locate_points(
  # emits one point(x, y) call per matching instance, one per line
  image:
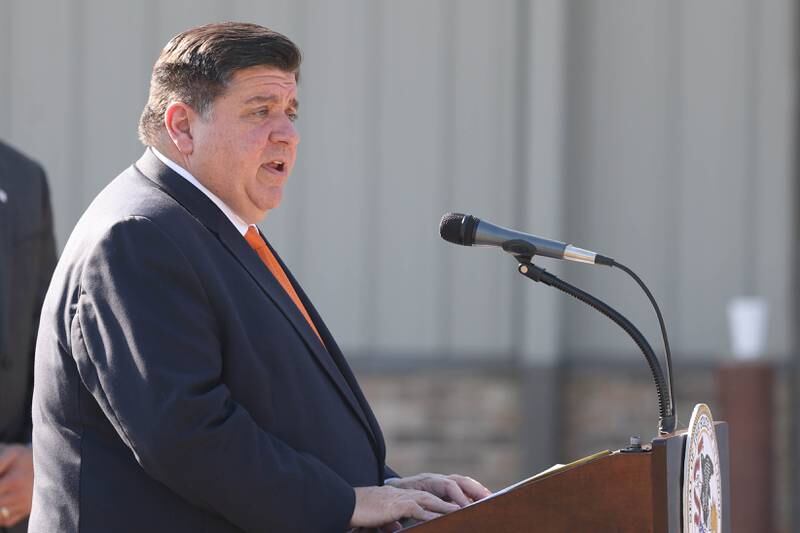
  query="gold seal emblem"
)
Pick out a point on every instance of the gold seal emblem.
point(702, 488)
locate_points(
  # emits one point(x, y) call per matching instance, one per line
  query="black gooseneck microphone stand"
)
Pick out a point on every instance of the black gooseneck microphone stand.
point(524, 253)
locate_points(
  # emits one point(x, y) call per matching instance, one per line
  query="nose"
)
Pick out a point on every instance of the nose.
point(285, 132)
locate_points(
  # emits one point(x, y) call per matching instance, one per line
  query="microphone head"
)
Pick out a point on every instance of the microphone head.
point(458, 228)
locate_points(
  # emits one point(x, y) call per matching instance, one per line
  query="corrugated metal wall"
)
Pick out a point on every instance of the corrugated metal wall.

Task brief:
Lines of the material above that contain the string "wall" must be counted; respond with the total alone.

Solution for this problem:
2